Articolo –

Con la lettura dei tehillim, si è voluto mandare un messaggio di
vicinanza ai feriti del terribile attentato a Tel Aviv e a tutti coloro
che vivono nei rifugi dato il pericolo di nuovi missili. Nel Dvar
Torah, il rabbino capo Alfonso Arbib lancia un messaggio: “Questa
settimana si legge una parashah molto importante; con Yaakov si esce
per la prima volta fuori da Eretz Israel. Yaakov però è anche colui che
verrà chiamato Israel e proprio in questa parashah avviene il patto tra
il S. e il popolo ebraico. Il punto centrale è che il rapporto tra il
S. e il popolo ebraico dipende da noi e dalle nostre scelte. In questi
momenti drammatici abbiamo pensato fosse moralmente giusto essere in
Israele, essere più vicini. Tuttavia questo sentimento si deve
mantenere costantemente, bisogna essere uniti. Nel passo in cui Yaakov
parla con gli angeli viene usata la parola ‘machanaim’ che significa
doppio accampamento. Questa parola rappresenta la condizione del popolo
ebraico, diviso da sempre in vari gruppi eppure riassumibile in una
sola parola che vuole significare ‘il doppio’. Questo è il segreto
dell’unità, dell’achdut”

Sezione dati –
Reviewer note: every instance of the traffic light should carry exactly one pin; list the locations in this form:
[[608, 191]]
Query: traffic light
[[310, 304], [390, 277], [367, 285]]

Obiettivo del compito –
Rispondi a queste domande sull'articolo:
1. A chi si è voluto mandare un messaggio di vicinanza con la lettura dei tehillim?
2. Chi lancia il messaggio nel Dvar Torah?
3. Che cosa significa la parola "machanaim"?

Risultato finale –
1. Ai feriti del terribile attentato a Tel Aviv e a tutti coloro che vivono nei rifugi dato il pericolo di nuovi missili.
2. Il rabbino capo Alfonso Arbib.
3. Doppio accampamento.